### Dataset rows
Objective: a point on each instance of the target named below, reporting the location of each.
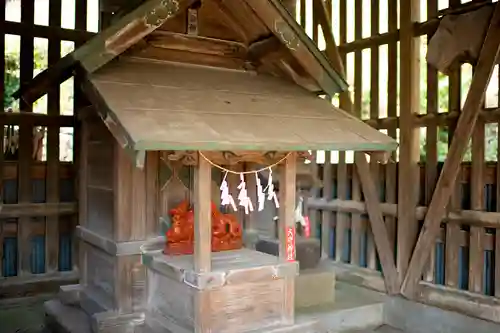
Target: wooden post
(202, 217)
(379, 229)
(287, 222)
(409, 151)
(463, 132)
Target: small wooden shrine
(183, 93)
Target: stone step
(301, 327)
(376, 329)
(61, 318)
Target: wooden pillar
(409, 150)
(371, 197)
(287, 223)
(291, 6)
(202, 217)
(463, 131)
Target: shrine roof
(152, 105)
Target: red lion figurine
(226, 231)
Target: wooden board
(249, 297)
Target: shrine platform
(356, 310)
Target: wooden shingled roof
(170, 106)
(261, 27)
(258, 91)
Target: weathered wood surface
(373, 205)
(228, 267)
(237, 22)
(176, 116)
(458, 38)
(245, 290)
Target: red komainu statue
(226, 231)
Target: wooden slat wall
(51, 217)
(464, 255)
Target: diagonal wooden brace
(449, 173)
(380, 234)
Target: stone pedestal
(245, 291)
(308, 250)
(314, 287)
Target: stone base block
(308, 250)
(314, 287)
(64, 318)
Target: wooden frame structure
(469, 228)
(176, 106)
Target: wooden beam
(287, 223)
(196, 44)
(449, 173)
(37, 209)
(409, 151)
(202, 217)
(380, 234)
(379, 229)
(106, 45)
(264, 47)
(461, 301)
(469, 217)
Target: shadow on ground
(25, 315)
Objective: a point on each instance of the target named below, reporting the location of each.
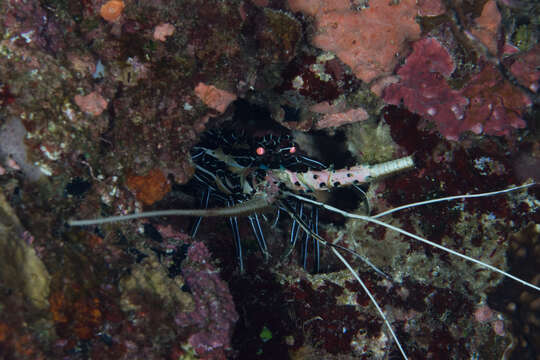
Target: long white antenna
(414, 236)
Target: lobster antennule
(326, 179)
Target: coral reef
(101, 103)
(488, 103)
(214, 315)
(370, 41)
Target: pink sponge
(424, 90)
(487, 104)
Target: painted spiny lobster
(239, 176)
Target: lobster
(242, 176)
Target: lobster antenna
(414, 236)
(257, 203)
(334, 247)
(372, 298)
(467, 196)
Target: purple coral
(424, 90)
(214, 314)
(495, 104)
(487, 104)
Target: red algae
(370, 41)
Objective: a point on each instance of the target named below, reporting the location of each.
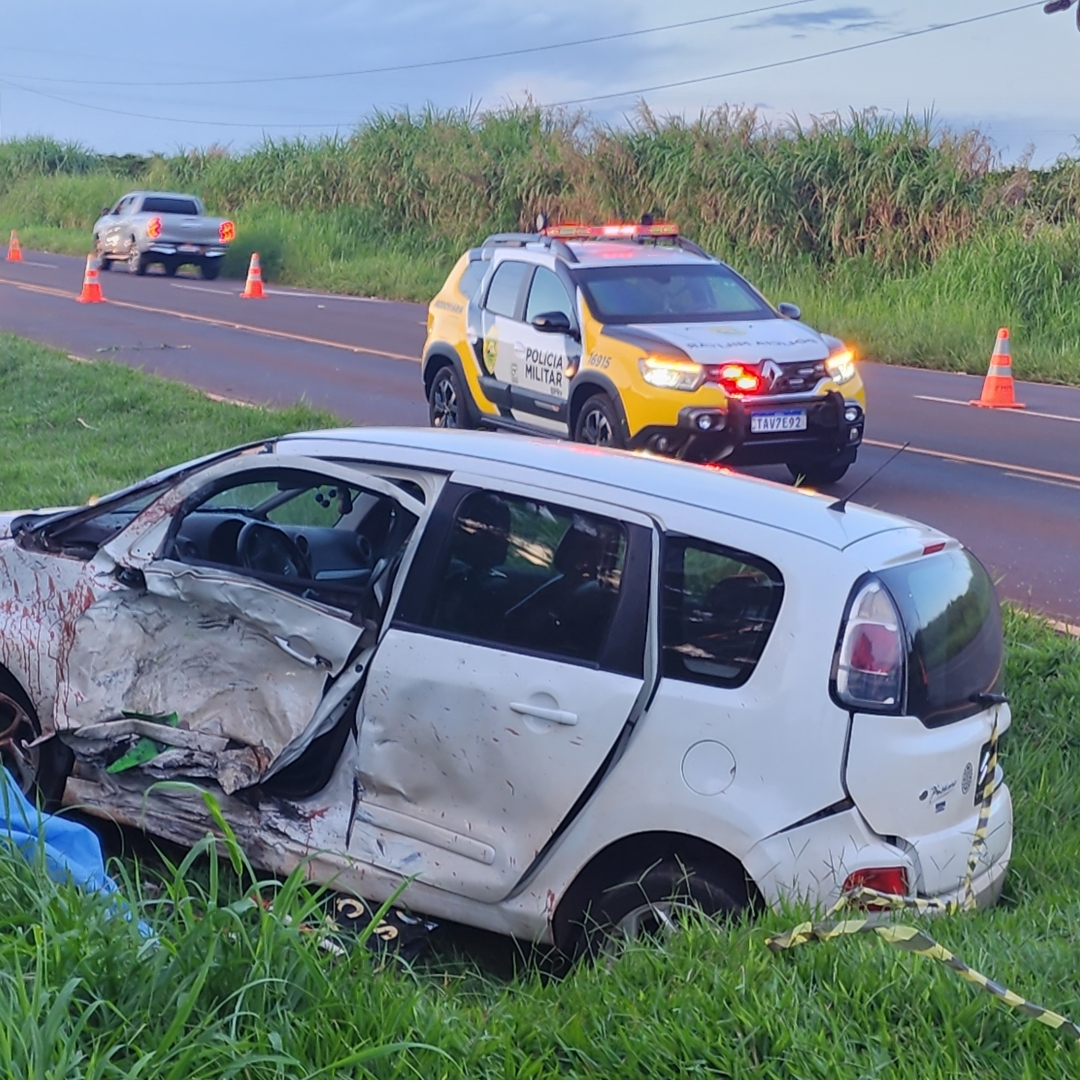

### REQUIRED WORK
Change every "Objective" in the dataset rows above to "Instruction" and leave everything else unchanged. Reproduce the rows in full, omitting the pictures.

### WRITTEN SOLUTION
Instruction: a point on each instance of the target named below, reporting the location of each.
Target: wooden post
(202, 217)
(379, 229)
(287, 222)
(409, 151)
(463, 132)
Target: small wooden shrine
(183, 93)
Target: stone step
(301, 327)
(376, 329)
(61, 318)
Target: wooden pillar
(409, 150)
(371, 197)
(287, 223)
(291, 6)
(202, 217)
(463, 131)
Target: shrine roof
(152, 105)
Target: red lion figurine
(226, 231)
Target: wooden board
(249, 297)
Target: shrine platform
(356, 310)
Target: wooden shingled roof
(170, 106)
(261, 27)
(258, 91)
Target: weathered wood surface
(373, 205)
(228, 267)
(237, 22)
(176, 116)
(458, 38)
(245, 290)
Target: red komainu statue
(226, 231)
Target: wooden slat wall
(51, 217)
(464, 255)
Target: diagonal wooden brace
(449, 173)
(380, 234)
Target: stone pedestal
(245, 291)
(308, 250)
(314, 287)
Target: stone base block
(308, 250)
(314, 287)
(64, 318)
Target: wooden frame structure
(469, 228)
(176, 106)
Target: wooden beam
(287, 223)
(196, 44)
(449, 173)
(37, 209)
(409, 151)
(202, 217)
(380, 234)
(379, 229)
(106, 45)
(264, 47)
(461, 301)
(469, 217)
Target: shadow on ground
(25, 315)
Instruction: a point on each instance of the target named below, reporting the location of each.
Target: long white antenna
(414, 236)
Target: lobster antennule
(326, 179)
Target: coral reef
(101, 103)
(488, 103)
(214, 315)
(370, 41)
Target: pink sponge
(424, 90)
(487, 104)
Target: painted spiny lobster
(239, 176)
Target: lobster
(242, 176)
Target: lobster antenna
(414, 236)
(257, 203)
(334, 247)
(372, 298)
(467, 196)
Target: purple coral
(424, 90)
(214, 314)
(495, 104)
(487, 104)
Target: red algae
(370, 41)
Instruction: a point on each instance of the target named below, reporting the location of each.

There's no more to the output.